TEXT SEGMENT:
This article was co-written by Alex Widdowson (AW) and Daniel Murtha (DM), each author’s contributions are labeled with their initials.
AW: In my role as festival producer of Factual Animation Film Festival (FAFF), together with Daniel Murtha, festival director and founder, we gave a presentation on ‘Race and Representation in Animated Documentary’ at the Festival of Animation Berlin.
We originally entitled this talk ‘Race and Othering in Animated Documentary’, but after preparing we realised Race and Representation was a more accurate descriptor of our intentions.
Daniel and I recognised there was an irony to two white people taking the stage to talk about race. However, back in May 2020 when we were asked to give a presentation on animated documentary, drawing from the FAFF archive, the Black Lives Matter protests were reaching their peak, following George Floyd’s murder.
As a result the conversation in the UK and around the world shifted away from race being a topic typically discussed by primarily people of colour, to race as a conversation that we all need to be having, especially white people, who, according to the trope, suffer from a fragility that positions race as a no-go topic.
Daniel and I wanted to do our best to advocate for a cause we both believe in and decided to use our privilege and this opportunity to promote the ethos of Black Lives Matter in a public forum.
DM: Alex and I are both practicing filmmakers and festival programmers, so race and representation was discussed through the lens of craft and the practicalities of making film.
AW: Our focus was on the questions of who can / should tell a story, how does one’s position inform the stories they tell and can one speak for someone else?
Daniel and I wanted to be clear about our own positions, so the audience had a better understanding of who we are, how we identify. This hopefully equipped the audience to critique our perspectives based on more than our appearance.
I, Alex Widdowson, am British, straight white male, I use male pronouns he/him. I identify as neurodivergent, due to my dyslexia and my history with inconsistent mental wellbeing.
DM: I, Daniel Murtha, am white, British, bisexual, nonbinary, and my preferred pronouns are they/them.
To clarify, our degrees of marginality do not justify us talking about race and the black experience; we do, afterall, live with white privilege, however, perhaps our interest in this topic relates to the fact that we don’t come from an entirely monolithic, homogenous group. Both Alex and I view this work differently, but if you can understand who we are and where we’re coming from, you’ll better understand how we’re decoding these topics.
One Day On Carver St
Azure Allen, 2016, USA, 3:38
AW: It’s important to note that this film was made when the director was 16 years old. Azure Allen is a white woman from South Carolina, USA. She clearly had very good intentions and is a lot more socially engaged than I was age 16.
I think the John Sawhill quote presented at the end of the film is interesting in light of the Black Lives Matter movement.
‘In the end our society will be defined not only by what we create but what we refuse to destroy.’
Clearly this was intended to refer to the maintenance of favorable memorials, but this statement sheds a light on the statue debate taking place in 2020. In Bristol, UK, an infamous statue of Edward Colston, a slave trader, was torn down by protesters. Whereas, elsewhere vigilante groups gather around statues of confederate icons and problematic world figures such as Winston Churchill in order to protect fantasies of a simpler past.
The director’s race raises interesting questions, what are the limitations of a well meaning white person making a film about racism?

DATA:
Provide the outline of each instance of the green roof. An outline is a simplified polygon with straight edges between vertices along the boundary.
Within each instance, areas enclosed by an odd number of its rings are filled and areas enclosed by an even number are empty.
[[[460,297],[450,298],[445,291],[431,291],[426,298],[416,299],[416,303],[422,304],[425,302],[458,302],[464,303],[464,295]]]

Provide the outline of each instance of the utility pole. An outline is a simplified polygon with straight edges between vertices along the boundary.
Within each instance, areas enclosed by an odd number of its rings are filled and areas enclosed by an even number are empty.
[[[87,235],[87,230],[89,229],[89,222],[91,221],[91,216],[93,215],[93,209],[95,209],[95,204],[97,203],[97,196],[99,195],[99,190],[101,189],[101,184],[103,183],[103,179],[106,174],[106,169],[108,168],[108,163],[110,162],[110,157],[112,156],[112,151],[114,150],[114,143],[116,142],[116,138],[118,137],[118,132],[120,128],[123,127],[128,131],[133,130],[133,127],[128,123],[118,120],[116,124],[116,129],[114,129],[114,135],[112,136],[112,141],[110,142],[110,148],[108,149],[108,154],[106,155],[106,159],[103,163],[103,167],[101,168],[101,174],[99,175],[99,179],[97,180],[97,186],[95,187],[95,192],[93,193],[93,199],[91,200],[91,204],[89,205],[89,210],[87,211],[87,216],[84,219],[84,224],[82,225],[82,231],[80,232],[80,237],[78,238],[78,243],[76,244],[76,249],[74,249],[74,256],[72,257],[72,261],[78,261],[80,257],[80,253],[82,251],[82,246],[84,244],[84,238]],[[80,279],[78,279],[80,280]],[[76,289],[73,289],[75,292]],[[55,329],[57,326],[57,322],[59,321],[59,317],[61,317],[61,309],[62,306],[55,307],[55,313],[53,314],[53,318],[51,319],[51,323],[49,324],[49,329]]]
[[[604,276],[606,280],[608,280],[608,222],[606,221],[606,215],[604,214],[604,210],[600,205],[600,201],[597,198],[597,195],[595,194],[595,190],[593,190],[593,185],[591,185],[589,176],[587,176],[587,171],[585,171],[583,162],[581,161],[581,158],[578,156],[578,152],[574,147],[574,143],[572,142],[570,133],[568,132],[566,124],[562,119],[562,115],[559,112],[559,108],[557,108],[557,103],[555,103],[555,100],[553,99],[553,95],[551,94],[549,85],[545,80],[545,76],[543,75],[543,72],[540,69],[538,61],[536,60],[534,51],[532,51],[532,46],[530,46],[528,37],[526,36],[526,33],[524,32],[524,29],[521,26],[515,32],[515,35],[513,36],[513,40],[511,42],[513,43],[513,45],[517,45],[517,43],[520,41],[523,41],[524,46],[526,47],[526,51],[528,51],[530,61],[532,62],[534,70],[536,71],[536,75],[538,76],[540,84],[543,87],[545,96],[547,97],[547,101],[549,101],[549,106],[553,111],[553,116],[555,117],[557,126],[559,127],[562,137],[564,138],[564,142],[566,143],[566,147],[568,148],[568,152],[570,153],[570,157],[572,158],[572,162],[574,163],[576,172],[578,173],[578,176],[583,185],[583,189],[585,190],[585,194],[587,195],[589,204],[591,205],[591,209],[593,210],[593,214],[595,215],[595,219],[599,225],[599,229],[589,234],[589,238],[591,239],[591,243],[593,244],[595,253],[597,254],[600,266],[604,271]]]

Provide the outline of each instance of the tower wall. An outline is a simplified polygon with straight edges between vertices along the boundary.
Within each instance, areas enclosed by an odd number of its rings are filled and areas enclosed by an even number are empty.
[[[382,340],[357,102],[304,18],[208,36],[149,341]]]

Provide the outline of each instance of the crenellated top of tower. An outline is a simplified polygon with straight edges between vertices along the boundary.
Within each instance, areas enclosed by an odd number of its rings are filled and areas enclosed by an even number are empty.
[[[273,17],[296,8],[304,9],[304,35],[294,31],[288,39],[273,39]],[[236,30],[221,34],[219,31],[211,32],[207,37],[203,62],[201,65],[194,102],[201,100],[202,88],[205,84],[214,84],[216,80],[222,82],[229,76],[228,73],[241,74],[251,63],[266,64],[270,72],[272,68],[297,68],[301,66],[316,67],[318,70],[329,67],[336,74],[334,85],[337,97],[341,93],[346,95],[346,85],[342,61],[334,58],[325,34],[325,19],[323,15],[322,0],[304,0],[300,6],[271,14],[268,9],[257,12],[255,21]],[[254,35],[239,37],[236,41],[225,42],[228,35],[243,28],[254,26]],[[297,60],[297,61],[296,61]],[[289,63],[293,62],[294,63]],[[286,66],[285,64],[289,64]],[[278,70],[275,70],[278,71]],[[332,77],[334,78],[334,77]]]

SHORT PROBLEM A:
Rewrite the passage of the article on race and representation in animated documentary, beginning at the words "This article was" and stopping after "of Animation Berlin.", with "festival producer" replaced by "festival programmer".
SHORT PROBLEM B:
Answer these questions from the article on race and representation in animated documentary:
(i) At which event did the two authors give their presentation?
(ii) How old was the director when the film One Day On Carver St was made?
(iii) In which city was the statue of Edward Colston torn down by protesters?
The rows above are separate material, apart from the article on race and representation in animated documentary.

WORKED ANSWER A:
This article was co-written by Alex Widdowson (AW) and Daniel Murtha (DM), each author’s contributions are labeled with their initials.
AW: In my role as festival programmer of Factual Animation Film Festival (FAFF), together with Daniel Murtha, festival director and founder, we gave a presentation on ‘Race and Representation in Animated Documentary’ at the Festival of Animation Berlin.

WORKED ANSWER B:
(i) The Festival of Animation Berlin.
(ii) 16 years old.
(iii) Bristol, UK.